* EXERCISE GOAL: Write out all the entries word for word, but skip any images.

^^^^^^^^^^^^^^^^

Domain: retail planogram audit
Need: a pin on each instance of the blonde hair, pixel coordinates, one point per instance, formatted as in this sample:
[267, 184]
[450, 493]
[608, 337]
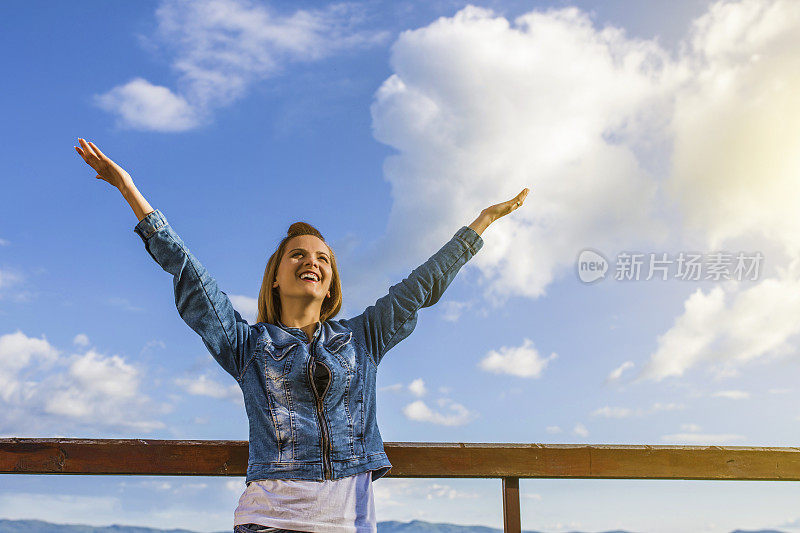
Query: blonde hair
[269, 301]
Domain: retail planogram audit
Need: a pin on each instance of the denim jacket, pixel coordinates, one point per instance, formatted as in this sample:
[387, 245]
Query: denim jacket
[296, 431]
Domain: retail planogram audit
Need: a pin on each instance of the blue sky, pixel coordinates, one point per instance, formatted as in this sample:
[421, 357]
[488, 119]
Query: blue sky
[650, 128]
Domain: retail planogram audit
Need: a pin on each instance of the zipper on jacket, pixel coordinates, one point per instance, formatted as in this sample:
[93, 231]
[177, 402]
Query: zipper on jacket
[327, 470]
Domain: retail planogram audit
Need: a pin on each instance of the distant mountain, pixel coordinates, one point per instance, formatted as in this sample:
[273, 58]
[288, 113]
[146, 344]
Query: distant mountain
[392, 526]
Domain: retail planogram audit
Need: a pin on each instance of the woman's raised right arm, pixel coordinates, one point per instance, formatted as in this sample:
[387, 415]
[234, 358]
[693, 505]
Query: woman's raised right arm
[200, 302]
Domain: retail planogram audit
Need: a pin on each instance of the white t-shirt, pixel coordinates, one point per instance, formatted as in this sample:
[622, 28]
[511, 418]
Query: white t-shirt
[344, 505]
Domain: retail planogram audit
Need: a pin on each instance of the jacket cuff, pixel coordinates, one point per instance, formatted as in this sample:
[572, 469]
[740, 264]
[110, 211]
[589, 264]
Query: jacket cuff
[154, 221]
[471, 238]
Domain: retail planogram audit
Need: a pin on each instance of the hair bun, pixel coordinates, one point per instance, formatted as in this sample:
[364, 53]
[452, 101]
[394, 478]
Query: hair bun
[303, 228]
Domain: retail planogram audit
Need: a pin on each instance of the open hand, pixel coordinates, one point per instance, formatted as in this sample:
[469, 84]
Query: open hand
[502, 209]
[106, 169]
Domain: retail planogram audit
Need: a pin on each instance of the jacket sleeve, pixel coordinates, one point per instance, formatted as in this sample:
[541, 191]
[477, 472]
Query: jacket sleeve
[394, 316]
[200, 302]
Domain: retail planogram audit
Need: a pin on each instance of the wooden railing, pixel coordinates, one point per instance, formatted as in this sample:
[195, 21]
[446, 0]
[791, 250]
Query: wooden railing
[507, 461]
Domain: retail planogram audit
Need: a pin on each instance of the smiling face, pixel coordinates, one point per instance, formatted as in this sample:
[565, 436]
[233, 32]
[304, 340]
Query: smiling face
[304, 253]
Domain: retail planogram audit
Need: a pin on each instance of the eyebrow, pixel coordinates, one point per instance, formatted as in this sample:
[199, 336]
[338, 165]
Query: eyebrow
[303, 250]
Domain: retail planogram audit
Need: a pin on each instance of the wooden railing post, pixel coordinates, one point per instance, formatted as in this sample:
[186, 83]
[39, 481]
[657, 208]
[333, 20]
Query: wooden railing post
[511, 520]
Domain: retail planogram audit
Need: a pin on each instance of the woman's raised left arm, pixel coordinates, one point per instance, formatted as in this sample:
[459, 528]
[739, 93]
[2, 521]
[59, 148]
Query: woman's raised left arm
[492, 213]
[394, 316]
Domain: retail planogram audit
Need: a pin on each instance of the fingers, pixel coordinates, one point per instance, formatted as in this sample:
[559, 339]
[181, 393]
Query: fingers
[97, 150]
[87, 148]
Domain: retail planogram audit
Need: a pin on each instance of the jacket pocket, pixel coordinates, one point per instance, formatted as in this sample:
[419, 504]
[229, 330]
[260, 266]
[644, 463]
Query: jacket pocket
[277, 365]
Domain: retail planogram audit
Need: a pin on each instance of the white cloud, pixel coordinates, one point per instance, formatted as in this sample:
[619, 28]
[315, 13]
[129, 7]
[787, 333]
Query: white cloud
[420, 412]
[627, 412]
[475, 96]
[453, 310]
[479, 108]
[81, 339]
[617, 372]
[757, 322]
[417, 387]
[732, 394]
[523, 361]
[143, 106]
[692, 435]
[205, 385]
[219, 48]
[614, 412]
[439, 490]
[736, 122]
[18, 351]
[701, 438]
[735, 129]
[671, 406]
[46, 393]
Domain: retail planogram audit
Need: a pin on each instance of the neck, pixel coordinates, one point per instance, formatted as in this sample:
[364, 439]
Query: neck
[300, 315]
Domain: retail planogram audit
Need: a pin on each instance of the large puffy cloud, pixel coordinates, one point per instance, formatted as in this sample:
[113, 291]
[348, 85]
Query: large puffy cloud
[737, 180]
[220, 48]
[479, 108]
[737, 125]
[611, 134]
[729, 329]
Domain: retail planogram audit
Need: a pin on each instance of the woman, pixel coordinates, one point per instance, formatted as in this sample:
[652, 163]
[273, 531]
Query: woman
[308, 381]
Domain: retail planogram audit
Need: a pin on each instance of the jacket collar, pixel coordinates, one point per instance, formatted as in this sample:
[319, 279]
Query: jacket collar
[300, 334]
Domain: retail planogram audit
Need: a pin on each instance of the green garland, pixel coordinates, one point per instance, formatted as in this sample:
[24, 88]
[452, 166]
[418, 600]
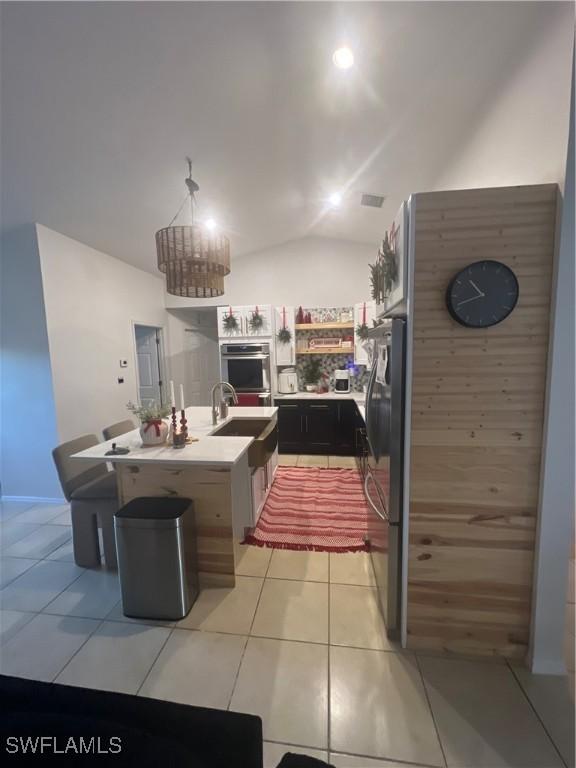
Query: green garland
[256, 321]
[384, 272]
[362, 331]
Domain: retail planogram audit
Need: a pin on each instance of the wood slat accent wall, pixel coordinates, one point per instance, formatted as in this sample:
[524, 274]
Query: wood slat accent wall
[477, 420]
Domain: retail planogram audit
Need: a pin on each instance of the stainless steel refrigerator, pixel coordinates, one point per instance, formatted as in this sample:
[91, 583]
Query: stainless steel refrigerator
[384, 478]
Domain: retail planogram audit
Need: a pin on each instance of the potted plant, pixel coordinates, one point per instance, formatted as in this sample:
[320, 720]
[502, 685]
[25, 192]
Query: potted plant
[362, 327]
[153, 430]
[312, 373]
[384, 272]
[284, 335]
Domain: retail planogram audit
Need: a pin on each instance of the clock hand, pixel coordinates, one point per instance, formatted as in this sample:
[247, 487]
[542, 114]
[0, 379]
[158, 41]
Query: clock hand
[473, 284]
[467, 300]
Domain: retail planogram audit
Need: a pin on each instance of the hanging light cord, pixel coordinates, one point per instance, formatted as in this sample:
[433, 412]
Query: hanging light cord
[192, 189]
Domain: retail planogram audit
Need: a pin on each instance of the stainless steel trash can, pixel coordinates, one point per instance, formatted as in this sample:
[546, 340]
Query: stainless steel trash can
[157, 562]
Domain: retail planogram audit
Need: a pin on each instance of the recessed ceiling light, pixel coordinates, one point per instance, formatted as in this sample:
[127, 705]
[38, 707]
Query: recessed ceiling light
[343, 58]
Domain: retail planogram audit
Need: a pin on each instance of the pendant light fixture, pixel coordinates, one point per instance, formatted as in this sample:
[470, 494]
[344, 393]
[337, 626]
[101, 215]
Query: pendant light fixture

^^^^^^^^^^^^^^^^

* SOLVED EXERCISE:
Domain: retail planogram audit
Need: a pin on each instance of the blonde hair, pixel coordinates, one point per instance, formatted as in this sample:
[267, 184]
[450, 493]
[608, 337]
Query: blonde hair
[269, 301]
Domain: retail planogram audit
Need: a pin on each instance of the denim jacket, pixel coordinates, one point per instance, formatted as in this sample:
[387, 245]
Query: denim jacket
[296, 431]
Domain: retail planogram audit
Need: a pin on each instance of the blue sky, pixel coordinates, one point per instance, formatted as in this sample:
[421, 357]
[488, 119]
Query: blue sky
[650, 128]
Domain: retail planogram audit
Need: a pin on each instance of the zipper on jacket, pixel coordinates, one point per instance, formatted as in this sample:
[93, 231]
[177, 402]
Query: zipper on jacket
[327, 470]
Domain: retail planogram audit
Need: a pin on each instance of the distant mountain, pixel coordinates, one point per instance, formatted as in this sample:
[273, 58]
[288, 113]
[146, 344]
Query: distant mountain
[392, 526]
Domain: retail planogram audit
Need: a pin on each instance of the woman's raised right arm, pixel coordinates, one point per instance, formatted as in this sample:
[387, 415]
[234, 358]
[693, 505]
Query: woman's raised right arm
[200, 302]
Domain: retail planogram audit
Need: a pin on each instance of the white t-shirt, pixel coordinates, one point per instance, formatted as in this sample:
[622, 28]
[511, 418]
Query: white t-shirt
[344, 505]
Domain: retail planogram audit
Need: a pin on each instance of the jacket cuff, pixel coordinates, one point per instance, formatted as in this sample:
[572, 469]
[740, 264]
[110, 211]
[589, 264]
Query: jacket cuff
[154, 221]
[471, 238]
Domain: retail planogram audit
Need: a pin on each instance of the hair bun, pixel coordinates, one point per instance, formatted as in this sample:
[364, 53]
[452, 101]
[394, 478]
Query: hair bun
[303, 228]
Domain: retail planogram audit
Need: a pin on each instance of the open hand, pixel coordinates, one point per instance, formatted as in this sample:
[469, 84]
Query: open hand
[502, 209]
[106, 169]
Domain: retail planogram audit
Need: a pin on each instance of the jacket sleeve, pixel coordinates, one point per instance, formatted as in this sample:
[541, 191]
[477, 472]
Query: jacket sleeve
[394, 316]
[200, 302]
Domain: retail planogram audit
Need: a pin on each instance of the wooden railing, pixel coordinates, one point per instance, formatted as in this sample:
[195, 21]
[446, 0]
[791, 250]
Query: wooden railing
[507, 461]
Domain: retail planogram audit
Need: a pin on each instance of the smiling face, pixel coordinates, one point per instance, formatted as in this sample:
[565, 436]
[233, 32]
[304, 340]
Query: smiling face
[304, 253]
Domain: retail planogram audit
Need: a pin on each instance of the eyebrow, pixel coordinates, one point per instance, formatted as in this sample:
[199, 336]
[338, 165]
Query: eyebrow
[303, 250]
Domain: retail planogram audit
Need: a pin on each instance of the wooden railing post, pixel coordinates, one point per instance, formatted as in this sample:
[186, 83]
[39, 481]
[657, 208]
[333, 20]
Query: wooden railing post
[511, 520]
Domain: retail planogram audit
Need: a pin on each instance of the woman's raised left arm, pixel coordinates, one point per instance, formatted as in this sample:
[459, 528]
[739, 93]
[2, 521]
[59, 148]
Query: woman's raised left arm
[492, 213]
[394, 316]
Domain: retail planogram audit
Need: a pin on each instance of the fingers, pixel coordinates, one point per instance, formatted as in this sample:
[559, 339]
[181, 393]
Query: fingers
[97, 150]
[87, 148]
Domain: retail planogram audit
Need: a pin on each instance of the jacket pocket, pixel coordinates, one point per instance, formatted as in this sample:
[419, 504]
[229, 330]
[260, 266]
[644, 463]
Query: jacket pocket
[277, 365]
Domain: retail planogram audit
Need: a pin on each instance of the white cloud, pixel coordinates, one point per instance, formatted as in this sample:
[619, 28]
[315, 13]
[129, 7]
[787, 333]
Query: white cloud
[420, 412]
[627, 412]
[475, 96]
[453, 310]
[479, 108]
[81, 339]
[617, 372]
[757, 322]
[417, 387]
[732, 394]
[523, 361]
[143, 106]
[692, 435]
[205, 385]
[219, 48]
[614, 412]
[439, 490]
[736, 122]
[18, 351]
[701, 438]
[735, 129]
[671, 406]
[46, 393]
Domain: retail planogram audit
Need: a pin on each instance of the neck, pixel coordinates, one point per instance, formatted as in this sample:
[364, 439]
Query: neck
[300, 315]
Domain: retail planogram audit
Need: a pin on each instance of the large puffy cloud, pixel coordinates, one point per instance, formatted as in this sample:
[113, 291]
[348, 85]
Query: large puffy cloud
[737, 180]
[220, 48]
[479, 108]
[737, 125]
[611, 134]
[729, 329]
Domain: retail planogram audit
Need: a pin on each instance of the woman, pixel coordinates, one point per instance, formatted as in this sample:
[652, 163]
[273, 531]
Query: woman
[308, 381]
Domain: retail planogram audit
Need: a pin on each instance of the jacket collar, pixel coordinates, one point per instance, formatted as in this sample:
[319, 279]
Query: jacket collar
[300, 334]
Domain: retail planogram audit
Need: a pin on each instance of the green garland, pixel coordinates, one point per instance, formatted as in this sample:
[24, 88]
[452, 166]
[418, 600]
Query: green garland
[256, 321]
[384, 272]
[362, 331]
Domain: retail planogram audit
Need: a pin on each instance of the wood slat accent wall, pixel coordinates, one point per instance, formatted as in this sample:
[524, 274]
Query: wood slat accent wall
[477, 420]
Domain: retail planogram audit
Need: a pin on each instance of the stainless steel refrigerator, pixel coordinates, one point per instance, formatted as in this sample:
[91, 583]
Query: stainless steel refrigerator
[384, 478]
Domain: retail planogram audit
Need: a pin on each instance of the potted plant, pixel coordinates, one point per instance, formatted as in this sample:
[320, 720]
[502, 685]
[25, 192]
Query: potted plant
[362, 327]
[153, 430]
[312, 373]
[384, 272]
[284, 335]
Domain: retail planogram audit
Need: a pin on each instance of the clock hand, pixel coordinates, one point per instance, formatted as in this sample:
[247, 487]
[542, 114]
[0, 379]
[158, 41]
Query: clock hand
[473, 284]
[467, 300]
Domain: retail planogram audit
Need: a pin on each instance of the hanging light cord, pixel coordinates, one point per instance, formatted as in this sample:
[433, 412]
Query: hanging light cord
[192, 189]
Domain: retail planogram audit
Need: a pin on each instance of the stainless steel trash can, pixel coordinates, one point per instance, formatted as in this sample:
[546, 340]
Query: stainless steel trash can
[157, 562]
Domain: retail planogram audit
Need: a pin on each instance of the recessed ceiling light, pixel coordinates, one point per instance, formatted as in this sample:
[127, 705]
[38, 707]
Query: recessed ceiling light
[343, 58]
Domain: retail planogram audit
Need: a pin on each instance of the pendant light fixture, pixel coordinates, one point per instance, formatted as in this sample:
[470, 494]
[344, 393]
[337, 626]
[101, 215]
Query: pendant light fixture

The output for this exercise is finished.